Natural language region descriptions
BEGIN
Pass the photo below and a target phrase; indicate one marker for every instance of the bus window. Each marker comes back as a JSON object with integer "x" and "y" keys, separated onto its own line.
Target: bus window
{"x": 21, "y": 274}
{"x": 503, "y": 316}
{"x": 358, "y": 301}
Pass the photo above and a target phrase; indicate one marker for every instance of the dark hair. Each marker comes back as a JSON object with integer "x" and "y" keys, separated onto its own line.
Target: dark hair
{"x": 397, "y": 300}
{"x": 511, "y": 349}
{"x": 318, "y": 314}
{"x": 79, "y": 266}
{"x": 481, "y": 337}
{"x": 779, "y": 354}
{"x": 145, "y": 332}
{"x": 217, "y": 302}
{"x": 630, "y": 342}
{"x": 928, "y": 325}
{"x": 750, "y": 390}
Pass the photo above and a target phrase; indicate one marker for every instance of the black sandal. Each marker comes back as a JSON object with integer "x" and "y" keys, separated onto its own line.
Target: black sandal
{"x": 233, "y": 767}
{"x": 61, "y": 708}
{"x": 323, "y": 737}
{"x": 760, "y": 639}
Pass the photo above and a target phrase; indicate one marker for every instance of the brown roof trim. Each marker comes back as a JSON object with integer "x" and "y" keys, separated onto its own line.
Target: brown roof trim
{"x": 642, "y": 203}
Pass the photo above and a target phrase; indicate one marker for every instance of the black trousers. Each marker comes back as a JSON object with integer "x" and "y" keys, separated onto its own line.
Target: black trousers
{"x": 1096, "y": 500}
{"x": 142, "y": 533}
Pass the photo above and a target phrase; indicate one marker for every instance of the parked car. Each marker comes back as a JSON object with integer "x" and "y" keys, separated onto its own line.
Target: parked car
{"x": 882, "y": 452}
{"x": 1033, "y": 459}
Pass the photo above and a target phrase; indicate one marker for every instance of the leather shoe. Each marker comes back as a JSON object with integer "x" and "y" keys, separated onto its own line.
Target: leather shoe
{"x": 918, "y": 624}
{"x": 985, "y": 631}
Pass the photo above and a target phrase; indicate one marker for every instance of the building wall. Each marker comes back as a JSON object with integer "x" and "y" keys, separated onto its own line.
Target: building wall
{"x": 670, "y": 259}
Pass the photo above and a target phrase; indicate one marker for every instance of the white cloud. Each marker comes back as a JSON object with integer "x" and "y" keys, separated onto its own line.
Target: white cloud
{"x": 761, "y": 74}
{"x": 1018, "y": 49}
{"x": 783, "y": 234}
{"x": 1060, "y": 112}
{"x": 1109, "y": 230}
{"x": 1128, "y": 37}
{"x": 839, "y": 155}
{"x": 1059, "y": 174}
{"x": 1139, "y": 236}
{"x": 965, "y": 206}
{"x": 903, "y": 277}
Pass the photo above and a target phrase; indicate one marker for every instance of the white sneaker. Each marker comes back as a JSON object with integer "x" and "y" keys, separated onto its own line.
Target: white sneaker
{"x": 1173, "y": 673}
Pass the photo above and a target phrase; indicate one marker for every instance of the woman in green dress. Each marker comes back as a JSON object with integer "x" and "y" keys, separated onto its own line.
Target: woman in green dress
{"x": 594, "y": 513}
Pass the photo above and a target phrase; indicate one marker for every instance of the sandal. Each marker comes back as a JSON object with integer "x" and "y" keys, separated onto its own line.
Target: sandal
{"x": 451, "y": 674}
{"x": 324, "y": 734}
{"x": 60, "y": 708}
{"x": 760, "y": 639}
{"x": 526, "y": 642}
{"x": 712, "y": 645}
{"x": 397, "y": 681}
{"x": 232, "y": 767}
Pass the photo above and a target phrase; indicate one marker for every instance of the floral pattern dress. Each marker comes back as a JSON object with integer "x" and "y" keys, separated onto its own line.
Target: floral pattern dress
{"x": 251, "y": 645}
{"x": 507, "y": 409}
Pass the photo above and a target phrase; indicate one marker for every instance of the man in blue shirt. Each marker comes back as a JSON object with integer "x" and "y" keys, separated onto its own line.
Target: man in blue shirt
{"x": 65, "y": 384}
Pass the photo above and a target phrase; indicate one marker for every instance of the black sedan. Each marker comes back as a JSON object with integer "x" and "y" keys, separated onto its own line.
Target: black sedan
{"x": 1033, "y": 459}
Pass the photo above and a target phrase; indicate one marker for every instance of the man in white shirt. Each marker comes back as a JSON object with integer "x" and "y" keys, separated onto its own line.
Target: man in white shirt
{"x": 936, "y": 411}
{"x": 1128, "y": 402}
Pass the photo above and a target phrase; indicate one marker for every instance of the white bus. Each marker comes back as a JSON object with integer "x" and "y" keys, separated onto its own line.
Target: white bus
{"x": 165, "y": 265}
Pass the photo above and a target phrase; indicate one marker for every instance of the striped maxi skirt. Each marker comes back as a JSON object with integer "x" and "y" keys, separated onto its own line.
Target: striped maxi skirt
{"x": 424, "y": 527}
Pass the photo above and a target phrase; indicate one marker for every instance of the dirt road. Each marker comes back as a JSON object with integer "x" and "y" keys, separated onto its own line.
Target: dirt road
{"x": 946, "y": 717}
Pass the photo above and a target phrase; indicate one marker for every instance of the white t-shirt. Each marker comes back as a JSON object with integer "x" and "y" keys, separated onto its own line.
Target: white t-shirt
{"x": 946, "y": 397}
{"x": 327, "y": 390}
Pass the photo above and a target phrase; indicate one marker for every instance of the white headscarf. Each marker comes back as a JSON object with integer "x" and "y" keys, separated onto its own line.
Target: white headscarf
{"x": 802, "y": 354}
END
* Problem statement
In the records above, locate the line that contains "of the striped". Repeat it and every line after it, exactly, and nothing else.

* Exercise output
Pass the photo above and a target phrase; indicate one marker for every instance of the striped maxi skirt. Each marker comes back as a JSON object with integer "x" and "y" keys, separated onto its own line.
Target: striped maxi skirt
{"x": 424, "y": 527}
Pass the photo above and a target phrase; indicate one marker for every instance of the dirt road. Each marker comes back as a JSON object with integer "x" and "y" keys, separated onto its own line.
Target: dirt road
{"x": 946, "y": 717}
Pass the photo above and a target phrase; indicate one marker for every instance of the white t-shirt. Each marker comes back as a JSON object with integer "x" and "y" keys, separated onto its own line.
Target: white t-shirt
{"x": 946, "y": 397}
{"x": 327, "y": 390}
Pass the photo above and a target phrase; indicate one marker for every instance of the white headscarf. Each marker comes back as a JSON object with integer "x" and "y" keys, separated onto its own line.
Target: white headscarf
{"x": 802, "y": 354}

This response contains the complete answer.